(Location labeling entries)
------------------------------------
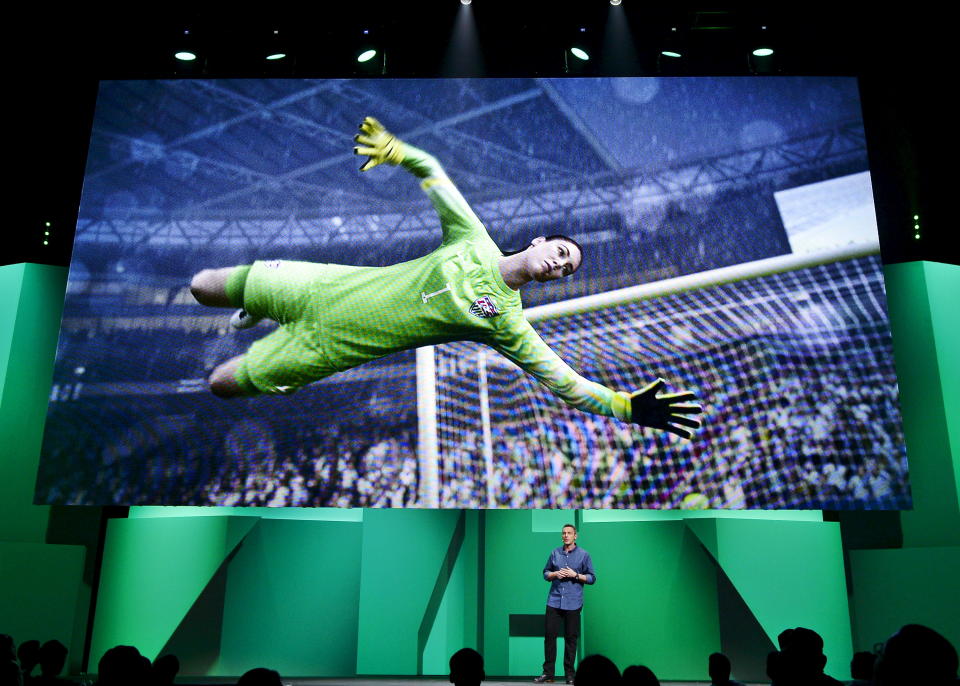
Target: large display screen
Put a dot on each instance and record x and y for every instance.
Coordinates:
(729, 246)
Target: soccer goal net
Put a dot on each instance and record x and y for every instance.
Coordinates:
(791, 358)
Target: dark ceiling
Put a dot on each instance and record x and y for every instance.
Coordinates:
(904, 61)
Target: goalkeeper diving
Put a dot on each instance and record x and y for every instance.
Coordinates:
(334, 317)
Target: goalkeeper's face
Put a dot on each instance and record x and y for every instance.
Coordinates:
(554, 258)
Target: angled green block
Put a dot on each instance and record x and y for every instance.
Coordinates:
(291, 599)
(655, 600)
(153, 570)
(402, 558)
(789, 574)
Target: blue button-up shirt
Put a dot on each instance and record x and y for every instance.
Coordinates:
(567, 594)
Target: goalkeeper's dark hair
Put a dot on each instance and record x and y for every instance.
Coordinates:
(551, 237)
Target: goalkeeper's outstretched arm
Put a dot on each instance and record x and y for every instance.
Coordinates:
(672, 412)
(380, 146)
------------------------------------
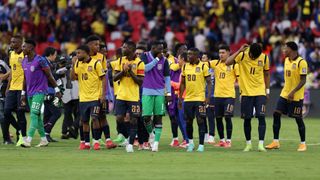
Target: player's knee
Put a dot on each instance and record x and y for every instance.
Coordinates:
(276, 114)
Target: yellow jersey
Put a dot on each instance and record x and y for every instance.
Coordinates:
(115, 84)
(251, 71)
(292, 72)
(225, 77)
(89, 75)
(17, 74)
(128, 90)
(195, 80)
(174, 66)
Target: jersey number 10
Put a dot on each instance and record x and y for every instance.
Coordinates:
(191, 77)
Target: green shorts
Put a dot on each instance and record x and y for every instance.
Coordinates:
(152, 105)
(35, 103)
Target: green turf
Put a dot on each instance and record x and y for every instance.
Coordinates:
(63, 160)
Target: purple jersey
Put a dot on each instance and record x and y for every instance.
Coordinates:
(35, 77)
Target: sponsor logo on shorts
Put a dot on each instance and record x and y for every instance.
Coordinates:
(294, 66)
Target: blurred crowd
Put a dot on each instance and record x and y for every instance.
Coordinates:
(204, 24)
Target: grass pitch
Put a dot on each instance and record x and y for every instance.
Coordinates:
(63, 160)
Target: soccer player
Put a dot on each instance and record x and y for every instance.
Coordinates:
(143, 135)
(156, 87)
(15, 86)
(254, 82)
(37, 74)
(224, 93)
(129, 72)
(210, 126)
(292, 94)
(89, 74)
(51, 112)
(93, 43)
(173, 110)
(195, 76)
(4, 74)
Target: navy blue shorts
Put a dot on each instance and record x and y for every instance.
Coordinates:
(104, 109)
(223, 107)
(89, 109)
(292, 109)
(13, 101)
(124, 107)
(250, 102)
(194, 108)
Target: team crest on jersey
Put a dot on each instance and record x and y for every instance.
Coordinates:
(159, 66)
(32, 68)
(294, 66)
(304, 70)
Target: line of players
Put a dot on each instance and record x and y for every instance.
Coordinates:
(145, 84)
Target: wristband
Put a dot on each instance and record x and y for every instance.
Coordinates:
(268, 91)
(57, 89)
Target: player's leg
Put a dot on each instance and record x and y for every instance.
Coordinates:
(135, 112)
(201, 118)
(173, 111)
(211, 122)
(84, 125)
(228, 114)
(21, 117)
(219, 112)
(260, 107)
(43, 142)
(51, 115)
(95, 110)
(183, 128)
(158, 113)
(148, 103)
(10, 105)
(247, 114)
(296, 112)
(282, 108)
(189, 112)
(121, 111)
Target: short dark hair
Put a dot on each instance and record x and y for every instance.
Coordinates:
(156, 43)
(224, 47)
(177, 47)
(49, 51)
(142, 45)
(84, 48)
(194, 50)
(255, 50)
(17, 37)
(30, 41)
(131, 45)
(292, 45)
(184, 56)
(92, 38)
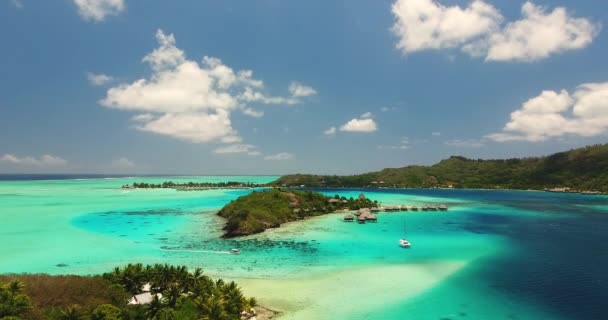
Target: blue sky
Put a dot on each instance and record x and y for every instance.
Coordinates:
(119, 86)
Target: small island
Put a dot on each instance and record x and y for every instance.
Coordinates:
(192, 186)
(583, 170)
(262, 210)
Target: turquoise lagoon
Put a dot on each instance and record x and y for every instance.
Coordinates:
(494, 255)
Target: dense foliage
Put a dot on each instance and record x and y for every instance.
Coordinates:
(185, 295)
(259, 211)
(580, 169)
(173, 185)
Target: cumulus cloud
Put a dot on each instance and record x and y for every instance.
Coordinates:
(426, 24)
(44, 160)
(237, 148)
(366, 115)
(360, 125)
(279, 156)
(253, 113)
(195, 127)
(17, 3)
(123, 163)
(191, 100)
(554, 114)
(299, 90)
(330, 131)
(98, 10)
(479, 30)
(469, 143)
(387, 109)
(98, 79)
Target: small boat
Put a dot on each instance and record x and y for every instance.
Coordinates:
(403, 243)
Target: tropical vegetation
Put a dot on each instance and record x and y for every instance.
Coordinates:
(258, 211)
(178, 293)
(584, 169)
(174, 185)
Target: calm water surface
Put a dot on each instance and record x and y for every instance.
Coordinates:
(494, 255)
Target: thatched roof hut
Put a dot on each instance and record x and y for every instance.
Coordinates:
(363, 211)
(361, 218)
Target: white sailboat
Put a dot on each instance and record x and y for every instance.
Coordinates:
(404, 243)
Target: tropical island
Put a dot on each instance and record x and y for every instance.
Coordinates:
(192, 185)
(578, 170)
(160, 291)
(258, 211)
------------------------------------
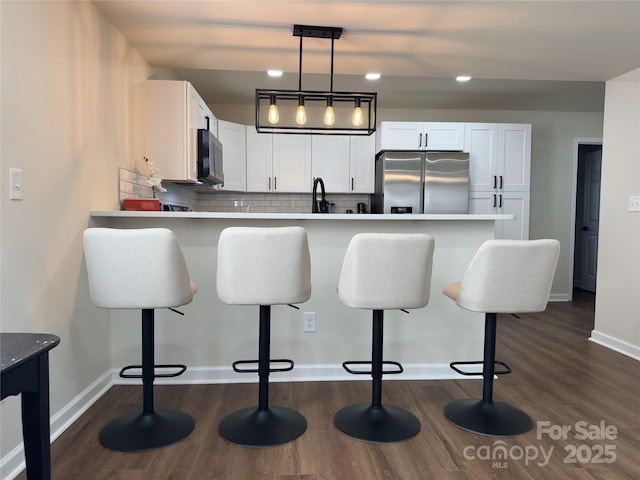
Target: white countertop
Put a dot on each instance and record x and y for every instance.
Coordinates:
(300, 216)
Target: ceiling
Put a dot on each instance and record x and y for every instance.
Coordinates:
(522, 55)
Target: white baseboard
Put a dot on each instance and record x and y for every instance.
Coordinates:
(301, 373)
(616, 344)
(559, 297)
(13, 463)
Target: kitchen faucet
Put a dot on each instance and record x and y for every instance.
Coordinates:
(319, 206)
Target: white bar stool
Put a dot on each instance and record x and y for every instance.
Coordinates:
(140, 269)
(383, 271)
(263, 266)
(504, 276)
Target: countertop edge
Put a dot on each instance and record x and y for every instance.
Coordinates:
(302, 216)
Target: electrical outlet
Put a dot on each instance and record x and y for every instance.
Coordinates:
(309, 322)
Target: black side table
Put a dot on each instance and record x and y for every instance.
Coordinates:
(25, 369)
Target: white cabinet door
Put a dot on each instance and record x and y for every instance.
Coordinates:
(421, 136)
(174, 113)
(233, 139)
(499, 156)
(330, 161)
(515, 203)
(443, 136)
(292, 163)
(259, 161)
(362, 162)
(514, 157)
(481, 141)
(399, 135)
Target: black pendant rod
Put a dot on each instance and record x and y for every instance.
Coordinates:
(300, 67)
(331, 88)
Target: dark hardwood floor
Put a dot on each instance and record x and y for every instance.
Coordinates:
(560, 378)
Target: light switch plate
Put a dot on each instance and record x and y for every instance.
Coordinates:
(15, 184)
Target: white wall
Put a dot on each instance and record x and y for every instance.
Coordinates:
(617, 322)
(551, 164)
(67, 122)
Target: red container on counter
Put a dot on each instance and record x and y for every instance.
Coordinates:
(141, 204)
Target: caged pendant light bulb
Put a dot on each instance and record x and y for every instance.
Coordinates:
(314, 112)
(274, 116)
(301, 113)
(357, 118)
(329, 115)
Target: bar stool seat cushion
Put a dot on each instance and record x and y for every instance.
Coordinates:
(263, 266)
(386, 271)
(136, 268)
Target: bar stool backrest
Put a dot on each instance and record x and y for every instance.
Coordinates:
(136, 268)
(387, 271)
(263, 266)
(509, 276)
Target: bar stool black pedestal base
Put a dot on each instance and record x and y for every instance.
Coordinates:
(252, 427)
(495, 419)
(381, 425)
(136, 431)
------------------------------------
[Work to do] Pick out every line of the entries above that contains the string "ceiling", and copy each one. Treat uppercase and lowercase letters as different.

[Expected output]
Target: dark ceiling
Target: ceiling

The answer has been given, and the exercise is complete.